THE PROBLEM
Rewrite the passage of the White House forecast article between "The Biden administration" and "and local governments.", inclusive, substituting "downturn" for "recession".

(READING TEXT begins)

The White House projects that inflation and economic growth will rise this year.


By Jim Tankersley

The Biden administration on Friday said it expected economic growth and inflation to both reach their highest levels this year since the early 1980s, revising earlier forecasts to match the reality of the continued stimulus-fueled recovery from the recession.

In its mid-session review of the administration’s initial budget forecasts, the Office of Management and Budget said it expected inflation-adjusted growth to hit 7.1 percent for the year. That’s an increase from the 5.2 percent officials projected earlier this year, before Mr. Biden’s $1.9 trillion American Rescue Plan began to increase consumer spending by delivering direct payments to households, expanded safety net benefits and aid for state and local governments.

The administration also revised up its forecasts for the Consumer Price Index inflation rate, which officials now estimate will hit 4.8 percent for the year. That is more than double the administration’s initial forecast of 2.1 percent for the year.

Administration officials continue to insist that the surge of inflation this year is the product of pandemic-induced crimps in supply chains and will fade quickly, with the rate dropping to 2.5 percent in 2022. But their new forecast is an admission of sorts that prices have jumped higher and that the increase has lingered longer than they initially anticipated.

(READING TEXT ends)
(DATA RECORDS begins)

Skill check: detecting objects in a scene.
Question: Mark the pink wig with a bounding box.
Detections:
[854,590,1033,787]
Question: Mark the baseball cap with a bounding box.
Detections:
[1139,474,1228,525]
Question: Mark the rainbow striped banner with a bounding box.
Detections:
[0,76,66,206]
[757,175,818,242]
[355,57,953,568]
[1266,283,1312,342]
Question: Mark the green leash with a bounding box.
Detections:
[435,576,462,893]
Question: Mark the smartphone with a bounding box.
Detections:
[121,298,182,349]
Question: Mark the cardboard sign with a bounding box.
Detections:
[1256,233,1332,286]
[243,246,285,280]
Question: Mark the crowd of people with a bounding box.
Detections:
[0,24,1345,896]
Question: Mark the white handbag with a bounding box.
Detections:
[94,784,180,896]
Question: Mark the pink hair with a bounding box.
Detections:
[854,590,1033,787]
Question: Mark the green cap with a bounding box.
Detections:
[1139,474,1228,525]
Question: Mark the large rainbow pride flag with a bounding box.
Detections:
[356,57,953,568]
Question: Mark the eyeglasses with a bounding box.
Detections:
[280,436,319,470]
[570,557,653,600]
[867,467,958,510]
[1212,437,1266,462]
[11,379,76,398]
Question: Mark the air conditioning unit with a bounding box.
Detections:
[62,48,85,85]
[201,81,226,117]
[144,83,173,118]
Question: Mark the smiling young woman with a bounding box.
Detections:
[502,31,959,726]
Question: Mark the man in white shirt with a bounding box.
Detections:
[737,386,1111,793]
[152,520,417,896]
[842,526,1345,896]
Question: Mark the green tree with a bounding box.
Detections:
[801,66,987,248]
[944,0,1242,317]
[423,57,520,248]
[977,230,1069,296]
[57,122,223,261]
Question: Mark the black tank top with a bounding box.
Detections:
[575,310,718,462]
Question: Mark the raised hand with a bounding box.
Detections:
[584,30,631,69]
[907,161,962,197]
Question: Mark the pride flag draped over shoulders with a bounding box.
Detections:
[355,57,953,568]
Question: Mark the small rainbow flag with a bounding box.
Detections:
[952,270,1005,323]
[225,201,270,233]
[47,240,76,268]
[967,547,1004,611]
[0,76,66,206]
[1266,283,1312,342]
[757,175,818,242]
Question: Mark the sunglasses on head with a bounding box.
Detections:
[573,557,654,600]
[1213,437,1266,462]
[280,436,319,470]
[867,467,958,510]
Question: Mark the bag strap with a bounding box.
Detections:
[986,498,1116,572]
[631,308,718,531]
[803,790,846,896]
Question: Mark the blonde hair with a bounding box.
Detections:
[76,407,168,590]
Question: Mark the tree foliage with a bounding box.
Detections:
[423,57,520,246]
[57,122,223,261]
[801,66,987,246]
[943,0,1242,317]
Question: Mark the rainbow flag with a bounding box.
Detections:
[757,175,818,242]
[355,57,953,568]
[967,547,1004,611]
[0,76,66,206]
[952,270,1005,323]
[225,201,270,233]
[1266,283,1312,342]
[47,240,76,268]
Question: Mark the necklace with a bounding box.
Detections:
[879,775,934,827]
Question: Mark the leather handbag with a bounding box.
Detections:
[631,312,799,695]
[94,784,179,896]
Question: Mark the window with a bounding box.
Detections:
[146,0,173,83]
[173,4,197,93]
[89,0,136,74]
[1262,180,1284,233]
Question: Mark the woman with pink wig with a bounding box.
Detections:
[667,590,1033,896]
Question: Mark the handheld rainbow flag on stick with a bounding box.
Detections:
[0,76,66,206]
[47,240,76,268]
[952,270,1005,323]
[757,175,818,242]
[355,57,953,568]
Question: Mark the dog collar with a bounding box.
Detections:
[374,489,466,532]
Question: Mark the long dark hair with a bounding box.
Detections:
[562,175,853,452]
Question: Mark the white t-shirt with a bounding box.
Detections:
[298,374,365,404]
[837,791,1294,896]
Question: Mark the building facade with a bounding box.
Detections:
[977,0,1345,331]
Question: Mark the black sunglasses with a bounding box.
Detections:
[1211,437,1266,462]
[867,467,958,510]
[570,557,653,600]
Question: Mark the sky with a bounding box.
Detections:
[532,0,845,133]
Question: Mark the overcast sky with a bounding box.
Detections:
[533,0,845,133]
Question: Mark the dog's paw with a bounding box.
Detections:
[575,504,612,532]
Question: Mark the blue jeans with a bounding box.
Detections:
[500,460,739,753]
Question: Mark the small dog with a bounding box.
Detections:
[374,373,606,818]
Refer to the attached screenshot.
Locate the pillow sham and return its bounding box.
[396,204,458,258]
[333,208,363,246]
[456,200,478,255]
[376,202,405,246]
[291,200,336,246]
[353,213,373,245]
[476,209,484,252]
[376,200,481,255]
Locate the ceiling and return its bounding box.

(DATA RECORDS ends)

EXPECTED ANSWER
The Biden administration on Friday said it expected economic growth and inflation to both reach their highest levels this year since the early 1980s, revising earlier forecasts to match the reality of the continued stimulus-fueled recovery from the downturn.

In its mid-session review of the administration’s initial budget forecasts, the Office of Management and Budget said it expected inflation-adjusted growth to hit 7.1 percent for the year. That’s an increase from the 5.2 percent officials projected earlier this year, before Mr. Biden’s $1.9 trillion American Rescue Plan began to increase consumer spending by delivering direct payments to households, expanded safety net benefits and aid for state and local governments.